* [Brief]: What is needed here is an exact repetition of the records below, beginning at the line that has "Target: green tree" and stopping after the line that has "[point] hedge (one".

* [Saved entries]:
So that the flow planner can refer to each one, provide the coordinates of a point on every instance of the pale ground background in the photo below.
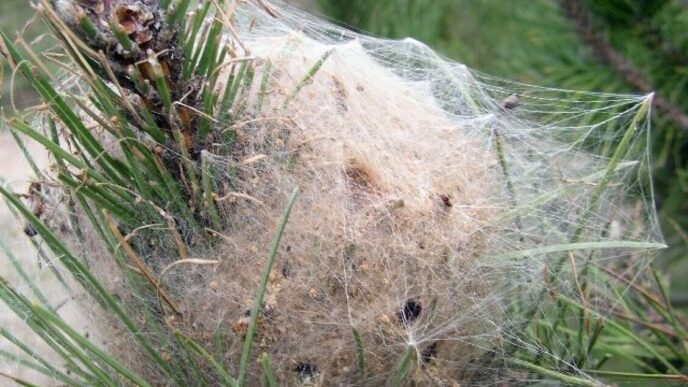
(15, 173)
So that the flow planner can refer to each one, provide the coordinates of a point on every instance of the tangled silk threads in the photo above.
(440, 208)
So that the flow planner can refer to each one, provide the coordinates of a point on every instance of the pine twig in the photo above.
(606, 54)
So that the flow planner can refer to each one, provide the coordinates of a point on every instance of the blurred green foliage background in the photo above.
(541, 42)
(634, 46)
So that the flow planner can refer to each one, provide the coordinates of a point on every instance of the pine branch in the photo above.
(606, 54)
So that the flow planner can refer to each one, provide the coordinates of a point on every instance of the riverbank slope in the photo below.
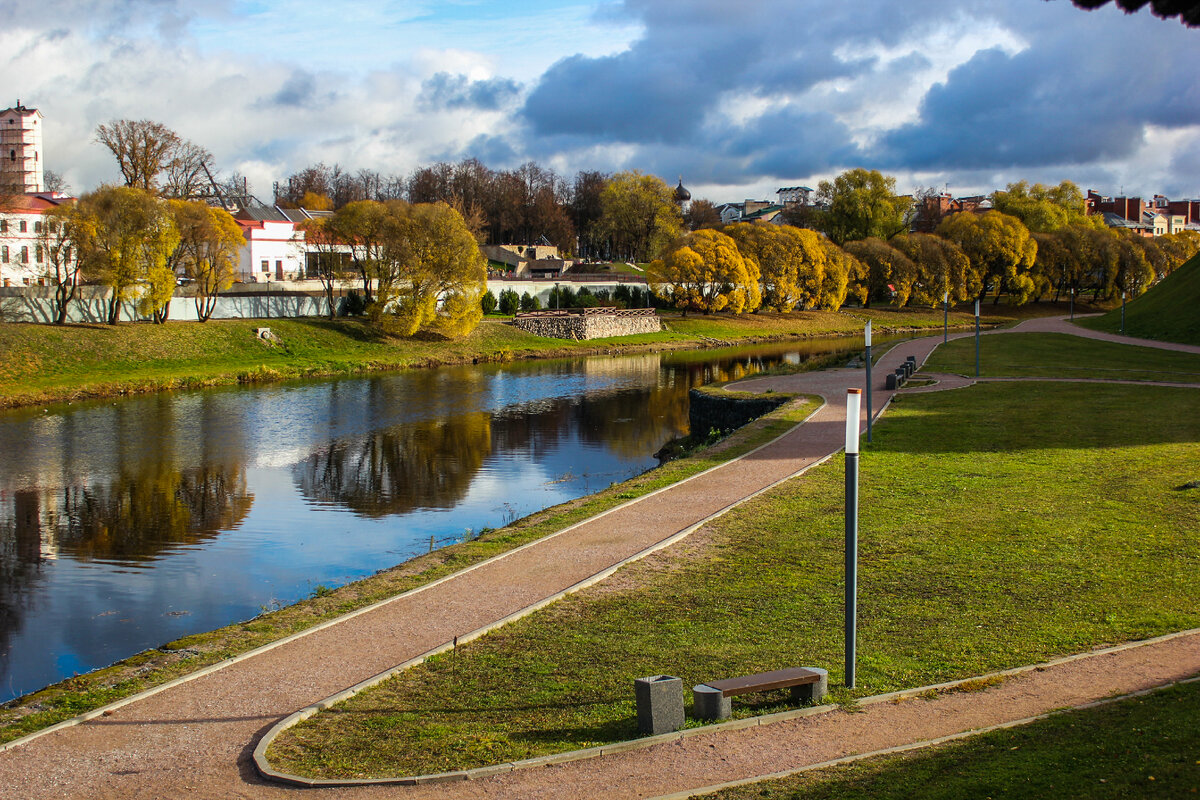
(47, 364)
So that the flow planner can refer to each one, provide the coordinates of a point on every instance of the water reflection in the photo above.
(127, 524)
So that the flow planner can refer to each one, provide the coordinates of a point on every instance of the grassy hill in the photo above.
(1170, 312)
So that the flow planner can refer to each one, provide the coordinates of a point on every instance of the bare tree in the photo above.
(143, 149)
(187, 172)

--

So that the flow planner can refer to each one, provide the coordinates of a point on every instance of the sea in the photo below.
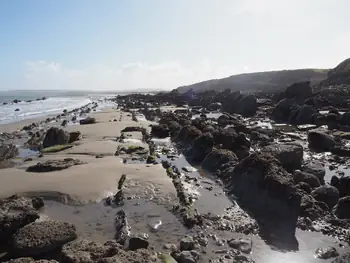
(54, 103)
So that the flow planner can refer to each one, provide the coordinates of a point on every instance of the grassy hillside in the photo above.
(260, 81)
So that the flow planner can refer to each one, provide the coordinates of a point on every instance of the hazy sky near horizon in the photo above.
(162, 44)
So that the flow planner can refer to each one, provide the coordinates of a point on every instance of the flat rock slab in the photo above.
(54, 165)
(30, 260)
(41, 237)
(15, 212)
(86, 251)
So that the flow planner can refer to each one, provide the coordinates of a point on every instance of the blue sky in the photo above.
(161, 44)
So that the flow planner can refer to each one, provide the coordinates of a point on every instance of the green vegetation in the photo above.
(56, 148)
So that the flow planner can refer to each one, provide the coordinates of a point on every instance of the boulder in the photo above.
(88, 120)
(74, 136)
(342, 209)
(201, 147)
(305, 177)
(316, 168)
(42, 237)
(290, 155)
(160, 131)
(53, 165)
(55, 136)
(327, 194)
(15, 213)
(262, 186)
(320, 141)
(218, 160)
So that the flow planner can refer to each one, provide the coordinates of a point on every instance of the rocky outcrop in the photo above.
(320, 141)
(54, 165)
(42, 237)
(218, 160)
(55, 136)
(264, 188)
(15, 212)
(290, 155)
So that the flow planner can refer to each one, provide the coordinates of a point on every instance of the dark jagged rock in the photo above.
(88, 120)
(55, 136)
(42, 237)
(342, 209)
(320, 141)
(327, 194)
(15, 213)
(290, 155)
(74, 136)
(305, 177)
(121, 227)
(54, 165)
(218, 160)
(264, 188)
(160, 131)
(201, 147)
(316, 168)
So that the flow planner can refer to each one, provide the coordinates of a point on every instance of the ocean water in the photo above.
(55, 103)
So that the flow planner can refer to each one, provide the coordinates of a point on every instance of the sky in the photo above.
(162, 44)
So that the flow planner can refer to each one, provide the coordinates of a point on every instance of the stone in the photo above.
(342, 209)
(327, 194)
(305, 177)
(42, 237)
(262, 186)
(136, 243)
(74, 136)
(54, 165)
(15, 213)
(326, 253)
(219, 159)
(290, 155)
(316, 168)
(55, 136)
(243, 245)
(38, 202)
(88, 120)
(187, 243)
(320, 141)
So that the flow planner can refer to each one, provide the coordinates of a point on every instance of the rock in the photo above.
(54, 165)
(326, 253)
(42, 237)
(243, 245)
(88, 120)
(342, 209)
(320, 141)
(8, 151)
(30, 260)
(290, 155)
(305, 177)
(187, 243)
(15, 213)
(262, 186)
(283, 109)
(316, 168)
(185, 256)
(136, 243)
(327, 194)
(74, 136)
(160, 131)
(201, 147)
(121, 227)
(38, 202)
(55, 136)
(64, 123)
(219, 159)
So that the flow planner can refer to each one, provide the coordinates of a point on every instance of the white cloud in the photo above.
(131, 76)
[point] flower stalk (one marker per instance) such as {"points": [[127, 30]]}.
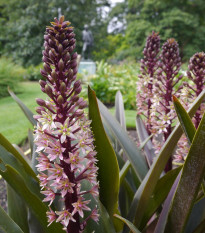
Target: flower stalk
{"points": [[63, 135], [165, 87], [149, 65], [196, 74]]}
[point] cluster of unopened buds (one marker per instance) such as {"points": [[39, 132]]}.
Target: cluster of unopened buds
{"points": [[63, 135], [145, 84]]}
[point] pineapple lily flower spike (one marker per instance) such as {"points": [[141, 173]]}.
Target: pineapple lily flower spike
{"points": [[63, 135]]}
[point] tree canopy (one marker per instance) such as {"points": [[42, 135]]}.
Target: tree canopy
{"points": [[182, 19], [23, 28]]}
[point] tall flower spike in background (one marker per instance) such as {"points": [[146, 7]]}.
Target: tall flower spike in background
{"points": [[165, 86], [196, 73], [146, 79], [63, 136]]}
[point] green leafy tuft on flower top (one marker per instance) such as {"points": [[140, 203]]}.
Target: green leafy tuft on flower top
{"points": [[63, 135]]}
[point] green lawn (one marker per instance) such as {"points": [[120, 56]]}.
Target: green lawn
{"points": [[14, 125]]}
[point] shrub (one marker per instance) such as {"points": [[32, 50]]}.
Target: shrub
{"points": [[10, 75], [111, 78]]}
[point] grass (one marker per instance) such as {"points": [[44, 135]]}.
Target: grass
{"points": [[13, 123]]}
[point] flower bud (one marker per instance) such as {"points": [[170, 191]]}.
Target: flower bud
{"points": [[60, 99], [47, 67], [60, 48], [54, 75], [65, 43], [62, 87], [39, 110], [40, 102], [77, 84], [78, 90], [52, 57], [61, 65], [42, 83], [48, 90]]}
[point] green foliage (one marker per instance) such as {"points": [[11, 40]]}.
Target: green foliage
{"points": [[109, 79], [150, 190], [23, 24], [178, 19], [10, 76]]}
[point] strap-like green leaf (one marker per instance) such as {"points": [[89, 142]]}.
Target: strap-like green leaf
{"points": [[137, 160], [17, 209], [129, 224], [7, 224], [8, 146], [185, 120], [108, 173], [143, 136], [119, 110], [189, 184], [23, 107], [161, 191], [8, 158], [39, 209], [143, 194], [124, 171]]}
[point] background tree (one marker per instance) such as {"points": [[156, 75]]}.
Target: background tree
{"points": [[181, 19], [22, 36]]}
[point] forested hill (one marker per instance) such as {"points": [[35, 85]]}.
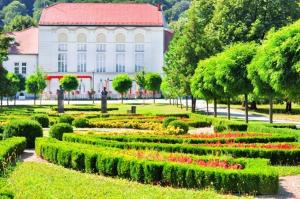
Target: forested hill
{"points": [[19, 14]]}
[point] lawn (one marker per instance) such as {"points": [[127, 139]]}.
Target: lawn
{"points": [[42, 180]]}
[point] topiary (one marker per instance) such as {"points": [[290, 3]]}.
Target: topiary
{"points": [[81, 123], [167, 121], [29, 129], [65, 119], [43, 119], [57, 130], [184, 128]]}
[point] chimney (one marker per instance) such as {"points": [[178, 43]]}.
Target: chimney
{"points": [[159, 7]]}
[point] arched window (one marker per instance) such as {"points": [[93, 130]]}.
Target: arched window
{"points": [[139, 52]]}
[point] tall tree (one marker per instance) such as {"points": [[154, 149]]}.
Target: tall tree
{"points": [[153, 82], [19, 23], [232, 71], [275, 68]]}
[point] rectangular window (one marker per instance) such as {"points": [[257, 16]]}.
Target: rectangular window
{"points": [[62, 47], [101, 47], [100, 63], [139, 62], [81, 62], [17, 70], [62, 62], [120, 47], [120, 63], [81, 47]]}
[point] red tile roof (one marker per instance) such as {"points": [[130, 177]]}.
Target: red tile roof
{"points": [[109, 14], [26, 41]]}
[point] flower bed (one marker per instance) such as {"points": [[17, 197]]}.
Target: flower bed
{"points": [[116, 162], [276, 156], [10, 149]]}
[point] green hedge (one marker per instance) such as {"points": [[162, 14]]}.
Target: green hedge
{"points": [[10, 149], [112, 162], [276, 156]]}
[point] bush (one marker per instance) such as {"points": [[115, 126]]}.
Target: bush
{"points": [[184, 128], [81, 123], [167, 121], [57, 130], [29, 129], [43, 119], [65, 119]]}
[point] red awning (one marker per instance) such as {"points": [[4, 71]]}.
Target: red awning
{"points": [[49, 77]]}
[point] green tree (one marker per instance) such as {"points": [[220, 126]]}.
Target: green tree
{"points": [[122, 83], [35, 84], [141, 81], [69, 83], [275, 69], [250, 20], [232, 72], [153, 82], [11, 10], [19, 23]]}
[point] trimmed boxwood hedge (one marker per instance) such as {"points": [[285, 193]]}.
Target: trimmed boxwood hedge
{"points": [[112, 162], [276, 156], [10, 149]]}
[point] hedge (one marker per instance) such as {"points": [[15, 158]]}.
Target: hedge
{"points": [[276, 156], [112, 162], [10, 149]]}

==

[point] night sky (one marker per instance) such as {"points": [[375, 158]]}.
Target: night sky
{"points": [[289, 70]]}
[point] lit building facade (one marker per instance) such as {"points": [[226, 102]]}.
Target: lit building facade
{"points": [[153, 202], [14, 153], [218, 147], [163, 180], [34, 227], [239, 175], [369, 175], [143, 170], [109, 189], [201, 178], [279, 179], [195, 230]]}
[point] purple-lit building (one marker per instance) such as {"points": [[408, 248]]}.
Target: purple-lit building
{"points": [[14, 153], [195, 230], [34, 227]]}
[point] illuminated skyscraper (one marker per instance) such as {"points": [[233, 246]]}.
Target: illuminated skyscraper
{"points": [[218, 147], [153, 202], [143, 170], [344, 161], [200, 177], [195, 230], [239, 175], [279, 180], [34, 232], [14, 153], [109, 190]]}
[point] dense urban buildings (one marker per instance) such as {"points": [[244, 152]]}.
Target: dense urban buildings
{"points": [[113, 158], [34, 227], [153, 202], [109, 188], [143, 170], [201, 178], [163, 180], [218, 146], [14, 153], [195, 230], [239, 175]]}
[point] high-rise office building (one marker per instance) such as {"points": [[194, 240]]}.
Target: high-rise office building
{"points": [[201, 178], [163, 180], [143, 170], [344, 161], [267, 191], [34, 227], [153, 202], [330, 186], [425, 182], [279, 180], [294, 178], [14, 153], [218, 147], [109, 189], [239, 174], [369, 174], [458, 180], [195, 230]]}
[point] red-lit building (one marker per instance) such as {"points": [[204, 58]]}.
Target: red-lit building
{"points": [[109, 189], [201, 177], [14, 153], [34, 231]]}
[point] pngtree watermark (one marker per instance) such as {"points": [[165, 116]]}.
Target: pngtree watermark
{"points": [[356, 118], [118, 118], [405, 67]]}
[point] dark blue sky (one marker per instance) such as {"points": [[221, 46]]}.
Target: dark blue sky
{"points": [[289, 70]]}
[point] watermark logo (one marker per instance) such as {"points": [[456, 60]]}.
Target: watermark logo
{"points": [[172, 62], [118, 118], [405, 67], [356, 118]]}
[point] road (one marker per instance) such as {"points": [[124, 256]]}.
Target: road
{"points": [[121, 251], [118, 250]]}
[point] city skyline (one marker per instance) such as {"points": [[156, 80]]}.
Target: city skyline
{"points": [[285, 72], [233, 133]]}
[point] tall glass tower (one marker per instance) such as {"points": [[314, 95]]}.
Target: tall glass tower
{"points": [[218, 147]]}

* [Task solution]:
Target: green tree
{"points": [[122, 83], [35, 84], [141, 81], [69, 83], [275, 69], [250, 20], [232, 72], [153, 82], [11, 10], [19, 23]]}
[point] trimmed boxwood hedge (one marker per instance) such as {"points": [[285, 193]]}.
Target: trimmed boxwood hedge
{"points": [[112, 162], [276, 156], [10, 149]]}
[point] hedge (one marker per instance) such as {"points": [[15, 158]]}.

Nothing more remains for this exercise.